## Short task
Rescale the data below by rewriting every line, multiplying each coordinate in the answers by 2.3 and rounding to the nearest whole number, with halves rounded up. Copy all other lines and numbers unchanged.

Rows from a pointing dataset
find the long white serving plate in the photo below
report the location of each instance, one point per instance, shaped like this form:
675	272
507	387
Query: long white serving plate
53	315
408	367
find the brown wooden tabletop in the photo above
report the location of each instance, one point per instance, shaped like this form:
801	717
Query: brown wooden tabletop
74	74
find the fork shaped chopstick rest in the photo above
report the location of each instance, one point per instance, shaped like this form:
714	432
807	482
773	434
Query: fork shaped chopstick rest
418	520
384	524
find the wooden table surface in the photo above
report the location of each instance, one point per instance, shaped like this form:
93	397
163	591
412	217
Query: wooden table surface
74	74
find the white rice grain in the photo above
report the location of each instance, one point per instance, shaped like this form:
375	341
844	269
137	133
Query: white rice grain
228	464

## Task result
find the long white serving plate in the photo below
report the location of each instance, one point per instance, shaped like this form:
675	272
507	387
Query: long white serving plate
122	725
938	844
find the brown wooden tabletop in the photo above
report the location of each instance, one point per instance, shaped like this form:
801	717
Query: brown wooden tabletop
170	170
find the fork shaped chopstick rest in the photo above
report the location of each instance, one point per instance, shaped like this form:
714	432
807	482
773	434
Query: fork shaped chopstick rest
961	1196
883	1205
find the wooden table surface in the photo above
report the location of each instance, one point per instance, shaped like this form:
93	397
163	591
412	217
Query: wooden table surface
170	170
find the white rice grain in the photo above
report the location of each instance, one point per instance, shaped like this form:
375	341
844	269
137	133
Query: white rice grain
524	1067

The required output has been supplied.